_ESERCIZIO ASSEGNATO A_: Trascrivi dal testo sul cambio di scuola il passo che inizia con "Sono tornata da" e prosegue fino a "era troppo tardi.".
_ESERCIZIO ASSEGNATO B_: Nel testo sul cambio di scuola, riduci a un elenco puntato il paragrafo che comincia con "Sono tornata da due settimane", conservandone i fatti principali.

Avere due case non è meglio che averne una? Dipende, forse alla mia età no. Non mi sento né di qua né di là. La psicologa dice che è per quello che a un certo punto non son più riuscita a concentrarmi. Boh, se lo dice lei. So che a febbraio ho cominciato a prendere brutti voti e tutto quello che facevo andava male.
Le mie amiche mi dicono che sono brava e anche mia mamma è orgogliosa di me. La sento quando parla bene di me alle signore italiane che frequenta. Dice che sono una sgobbona e che lavoro fino a tardi, che siccome abbiamo solo un tavolo, quando devo finire un plastico tutta la famiglia ritarda la cena. In camera da letto stiamo in quattro e c'è giusto posto per una piccola scrivania dove mio fratellino fa i compiti. La signora Anna, da cui mia mamma va a fare le pulizie, è un'insegnante e mi fa sempre un sacco di complimenti.
Quando ero in Marocco alla fine ero quasi riuscita a convincermi che non era poi la fine del mondo. Avrei rifatto la terza e, anche se mi dispiaceva cambiare classe, sarei riuscita a ripartire. Poi un giorno ha telefonato la mamma e mi ha detto che al liceo non possono prendermi, che la terza è già troppo numerosa, che se voglio posso cambiare indirizzo, ma l'artistico, almeno quello, me lo posso scordare. Mi è crollato tutto addosso. Mi sono sentita esclusa, come qualcosa che non c'entra. Scartata. Ho cominciato a pensare che mi avessero bocciato apposta, mi sono tornate alla mente le parole di mio padre.
Sono tornata da due settimane e sto girando per le scuole a cercare qualcuno che accetti la mia iscrizione. I licei artistici della zona sono pieni, per me non c'è posto. Ed è una sensazione orrenda. Respinta. Un'altra volta. La signora Anna dice che la scuola doveva prendermi, perché i bocciati hanno la precedenza sugli altri iscritti. Ma a me non importa, in quella scuola non ci torno. I miei sono andati a parlare un sacco di volte, almeno a cercare di parlare. A luglio non li hanno mai ricevuti e quando ad agosto sono riusciti ad avere un colloquio con la preside lei ha detto che ormai era troppo tardi.
Però oggi finalmente mi sono iscritta: è un istituto con gli indirizzi simili a quelli della mia scuola precedente, è scomodo da raggiungere, mi dovrò alzare prima forse. Ma proseguirò il percorso iniziato. Non avevo voglia di fare il grafico, non è quello che desidero diventare.
Fra una settimana si comincia. Ho paura, come sarà il nuovo ambiente, come saranno i prof, i compagni? Ci sarà anche là una De Fabiani di storia dell'arte? Sono un po' scossa per l'esperienza vissuta, ma credo che ce la farò. Ho una foto di me e Badir, la tengo appiccicata alla parete, ma un po' nascosta dal cuscino così nessuno la nota. Siamo venuti proprio bene e quando la guardo mi sembra di sentire la brezza del tramonto e il profumo del pollo coi fichi della nonna. Mi sa che mi piace Badir, sarà il soggetto del prossimo ritratto che farò.

_MATERIALE GREZZO_:
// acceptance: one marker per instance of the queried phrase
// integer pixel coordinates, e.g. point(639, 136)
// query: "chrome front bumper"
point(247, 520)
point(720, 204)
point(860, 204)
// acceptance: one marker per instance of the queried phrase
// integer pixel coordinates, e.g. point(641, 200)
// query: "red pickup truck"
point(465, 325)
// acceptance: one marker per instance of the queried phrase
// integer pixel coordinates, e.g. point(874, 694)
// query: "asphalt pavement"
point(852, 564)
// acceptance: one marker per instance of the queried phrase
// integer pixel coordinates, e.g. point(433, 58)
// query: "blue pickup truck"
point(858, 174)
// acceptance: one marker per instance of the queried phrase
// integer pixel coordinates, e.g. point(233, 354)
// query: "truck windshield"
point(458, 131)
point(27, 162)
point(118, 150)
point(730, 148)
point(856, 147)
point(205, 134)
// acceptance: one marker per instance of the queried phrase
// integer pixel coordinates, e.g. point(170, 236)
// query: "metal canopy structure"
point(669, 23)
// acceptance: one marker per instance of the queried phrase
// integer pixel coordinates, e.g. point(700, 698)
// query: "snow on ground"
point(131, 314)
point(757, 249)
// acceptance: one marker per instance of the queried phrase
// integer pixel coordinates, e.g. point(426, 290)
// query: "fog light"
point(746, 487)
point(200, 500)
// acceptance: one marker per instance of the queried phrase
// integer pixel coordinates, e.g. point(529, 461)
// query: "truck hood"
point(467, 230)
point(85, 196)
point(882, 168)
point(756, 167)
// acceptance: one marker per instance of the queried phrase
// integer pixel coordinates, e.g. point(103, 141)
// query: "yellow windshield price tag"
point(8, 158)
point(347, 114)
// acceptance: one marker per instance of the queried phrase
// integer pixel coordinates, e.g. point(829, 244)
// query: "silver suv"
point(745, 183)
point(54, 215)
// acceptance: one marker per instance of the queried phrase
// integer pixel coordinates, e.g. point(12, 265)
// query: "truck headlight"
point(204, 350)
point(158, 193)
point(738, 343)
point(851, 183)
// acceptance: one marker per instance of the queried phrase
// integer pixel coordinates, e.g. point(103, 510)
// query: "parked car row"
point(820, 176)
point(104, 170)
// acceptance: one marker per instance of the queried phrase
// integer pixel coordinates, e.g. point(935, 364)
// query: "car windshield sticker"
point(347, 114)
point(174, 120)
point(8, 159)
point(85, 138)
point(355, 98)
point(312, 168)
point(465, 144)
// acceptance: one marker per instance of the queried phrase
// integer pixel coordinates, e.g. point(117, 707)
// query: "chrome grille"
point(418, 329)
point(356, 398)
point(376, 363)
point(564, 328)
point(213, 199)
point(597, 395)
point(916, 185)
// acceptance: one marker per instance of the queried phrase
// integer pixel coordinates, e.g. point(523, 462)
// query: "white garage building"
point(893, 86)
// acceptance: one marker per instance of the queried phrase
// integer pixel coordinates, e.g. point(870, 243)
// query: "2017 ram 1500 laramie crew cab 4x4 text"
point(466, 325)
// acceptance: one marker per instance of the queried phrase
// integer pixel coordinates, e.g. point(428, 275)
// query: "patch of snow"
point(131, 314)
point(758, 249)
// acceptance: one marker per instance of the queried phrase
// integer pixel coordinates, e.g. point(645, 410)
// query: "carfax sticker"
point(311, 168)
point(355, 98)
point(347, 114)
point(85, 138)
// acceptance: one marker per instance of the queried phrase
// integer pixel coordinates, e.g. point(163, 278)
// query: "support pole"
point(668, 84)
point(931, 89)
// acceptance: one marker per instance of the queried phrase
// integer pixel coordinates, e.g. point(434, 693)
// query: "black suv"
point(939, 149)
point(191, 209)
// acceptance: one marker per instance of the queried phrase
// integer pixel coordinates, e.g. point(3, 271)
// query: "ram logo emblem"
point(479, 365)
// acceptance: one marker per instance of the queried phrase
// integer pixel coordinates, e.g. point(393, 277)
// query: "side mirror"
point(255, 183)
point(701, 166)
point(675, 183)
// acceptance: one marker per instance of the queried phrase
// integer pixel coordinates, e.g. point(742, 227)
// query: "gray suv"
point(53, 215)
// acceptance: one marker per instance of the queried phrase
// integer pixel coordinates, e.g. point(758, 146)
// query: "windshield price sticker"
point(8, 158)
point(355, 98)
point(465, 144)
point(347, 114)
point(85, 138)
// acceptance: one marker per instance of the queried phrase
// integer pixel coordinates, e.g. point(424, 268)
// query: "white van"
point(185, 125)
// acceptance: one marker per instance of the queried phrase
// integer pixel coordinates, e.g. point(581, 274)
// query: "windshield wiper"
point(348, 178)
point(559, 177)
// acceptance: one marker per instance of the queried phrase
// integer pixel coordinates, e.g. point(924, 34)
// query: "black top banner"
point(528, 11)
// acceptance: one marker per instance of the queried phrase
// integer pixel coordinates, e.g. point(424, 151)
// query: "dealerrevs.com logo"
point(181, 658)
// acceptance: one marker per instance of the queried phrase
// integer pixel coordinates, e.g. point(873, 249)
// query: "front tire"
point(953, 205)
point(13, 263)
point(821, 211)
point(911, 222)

_RISPOSTA A_:
Sono tornata da due settimane e sto girando per le scuole a cercare qualcuno che accetti la mia iscrizione. I licei artistici della zona sono pieni, per me non c'è posto. Ed è una sensazione orrenda. Respinta. Un'altra volta. La signora Anna dice che la scuola doveva prendermi, perché i bocciati hanno la precedenza sugli altri iscritti. Ma a me non importa, in quella scuola non ci torno. I miei sono andati a parlare un sacco di volte, almeno a cercare di parlare. A luglio non li hanno mai ricevuti e quando ad agosto sono riusciti ad avere un colloquio con la preside lei ha detto che ormai era troppo tardi.

_RISPOSTA B_:
- Sono tornata da due settimane e giro per le scuole cercandone una che accetti la mia iscrizione.
- I licei artistici della zona sono pieni e per me non c'è posto. Mi sento respinta un'altra volta.
- Secondo la signora Anna la scuola doveva prendermi, perché i bocciati hanno la precedenza sugli altri iscritti.
- A me non importa: in quella scuola non torno.
- I miei genitori hanno provato molte volte a parlare con la scuola. A luglio non sono mai stati ricevuti. Ad agosto hanno ottenuto un colloquio con la preside, che ha detto che era ormai troppo tardi.